→ TASK STATEMENT: Format every line of the items below as a Markdown table with two columns, No. and Line. Number the rows in sequence and omit any blank lines.
### INPUT MATERIAL
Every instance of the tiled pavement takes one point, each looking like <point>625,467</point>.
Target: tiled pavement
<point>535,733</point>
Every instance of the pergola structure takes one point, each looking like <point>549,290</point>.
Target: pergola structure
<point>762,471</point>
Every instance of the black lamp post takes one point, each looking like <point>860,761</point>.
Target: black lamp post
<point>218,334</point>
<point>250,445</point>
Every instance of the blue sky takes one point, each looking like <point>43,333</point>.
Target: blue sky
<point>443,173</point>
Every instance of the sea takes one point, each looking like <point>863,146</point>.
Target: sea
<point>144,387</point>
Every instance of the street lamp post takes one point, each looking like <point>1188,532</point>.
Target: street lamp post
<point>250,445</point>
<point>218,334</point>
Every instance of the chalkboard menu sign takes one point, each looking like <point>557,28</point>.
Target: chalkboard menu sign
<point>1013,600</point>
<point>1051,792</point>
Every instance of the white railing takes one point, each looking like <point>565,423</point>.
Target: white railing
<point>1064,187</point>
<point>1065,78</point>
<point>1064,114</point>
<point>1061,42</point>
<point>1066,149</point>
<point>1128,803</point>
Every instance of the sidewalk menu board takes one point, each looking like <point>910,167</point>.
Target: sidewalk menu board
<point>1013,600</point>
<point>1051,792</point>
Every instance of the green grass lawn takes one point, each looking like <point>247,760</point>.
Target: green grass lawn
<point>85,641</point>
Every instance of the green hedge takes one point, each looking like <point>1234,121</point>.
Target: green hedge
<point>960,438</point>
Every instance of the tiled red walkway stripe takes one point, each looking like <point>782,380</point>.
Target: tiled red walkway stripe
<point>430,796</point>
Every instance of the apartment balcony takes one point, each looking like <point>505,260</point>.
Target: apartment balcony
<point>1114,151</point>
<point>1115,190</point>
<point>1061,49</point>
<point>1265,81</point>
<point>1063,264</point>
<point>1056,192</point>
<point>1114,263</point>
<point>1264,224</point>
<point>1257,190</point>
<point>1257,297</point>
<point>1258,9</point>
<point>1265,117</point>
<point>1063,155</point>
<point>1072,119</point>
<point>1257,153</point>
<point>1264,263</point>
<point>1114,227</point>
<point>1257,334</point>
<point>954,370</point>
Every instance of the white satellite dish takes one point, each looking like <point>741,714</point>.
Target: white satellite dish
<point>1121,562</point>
######
→ RESULT:
| No. | Line |
|---|---|
| 1 | Every instance of the tiled pavement takes one point, each looking like <point>625,467</point>. |
| 2 | Target: tiled pavement |
| 3 | <point>535,733</point> |
| 4 | Every instance of the pergola structure takes one point, each looking like <point>549,290</point>. |
| 5 | Target: pergola structure |
| 6 | <point>762,471</point> |
| 7 | Every instance of the black lamp post takes one point, each looking like <point>860,761</point>. |
| 8 | Target: black lamp post |
| 9 | <point>218,334</point> |
| 10 | <point>250,445</point> |
| 11 | Every instance of the blue sky takes one point, each looking like <point>43,333</point>. |
| 12 | Target: blue sky |
| 13 | <point>443,173</point> |
| 14 | Every instance of the sea takes one point, each looking like <point>863,146</point>. |
| 15 | Target: sea |
| 16 | <point>144,387</point> |
| 17 | Every instance of the street lamp post takes one point, each looking like <point>1188,532</point>. |
| 18 | Target: street lamp post |
| 19 | <point>250,445</point> |
| 20 | <point>218,334</point> |
| 21 | Every instance of the chalkboard menu sign takes one point, each looking like <point>557,28</point>. |
| 22 | Target: chalkboard menu sign |
| 23 | <point>1013,600</point> |
| 24 | <point>1051,792</point> |
| 25 | Every instance of the white railing takes one point, each looking like <point>565,423</point>. |
| 26 | Target: white railing |
| 27 | <point>1064,187</point> |
| 28 | <point>1065,78</point> |
| 29 | <point>1064,114</point> |
| 30 | <point>1061,42</point> |
| 31 | <point>1066,149</point> |
| 32 | <point>1128,803</point> |
| 33 | Every instance of the sidewalk menu board takes one point, each looking like <point>910,167</point>. |
| 34 | Target: sidewalk menu board |
| 35 | <point>1013,600</point> |
| 36 | <point>1051,792</point> |
| 37 | Every instance of the green grass lawn takes one point, each looking like <point>247,760</point>. |
| 38 | Target: green grass lawn |
| 39 | <point>85,641</point> |
| 40 | Every instance of the green hedge takes one point, each looking like <point>1234,121</point>. |
| 41 | Target: green hedge |
| 42 | <point>960,438</point> |
| 43 | Every instance of the tiled red walkway stripe takes one point, each looking like <point>782,380</point>. |
| 44 | Target: tiled red walkway stripe |
| 45 | <point>430,796</point> |
| 46 | Every instance of the apartment balcony takes one point, each looking like <point>505,260</point>. |
| 47 | Target: apartment balcony |
| 48 | <point>1114,151</point> |
| 49 | <point>1115,190</point> |
| 50 | <point>1061,49</point> |
| 51 | <point>1265,81</point> |
| 52 | <point>1063,264</point> |
| 53 | <point>1056,192</point> |
| 54 | <point>1114,263</point> |
| 55 | <point>1264,224</point> |
| 56 | <point>1257,190</point> |
| 57 | <point>1257,297</point> |
| 58 | <point>1258,9</point> |
| 59 | <point>1265,117</point> |
| 60 | <point>1063,155</point> |
| 61 | <point>1072,119</point> |
| 62 | <point>1257,153</point> |
| 63 | <point>1264,263</point> |
| 64 | <point>1114,227</point> |
| 65 | <point>1257,334</point> |
| 66 | <point>954,370</point> |
| 67 | Every instance of the white satellite dish takes one point, each looking like <point>741,714</point>. |
| 68 | Target: white satellite dish |
| 69 | <point>1121,562</point> |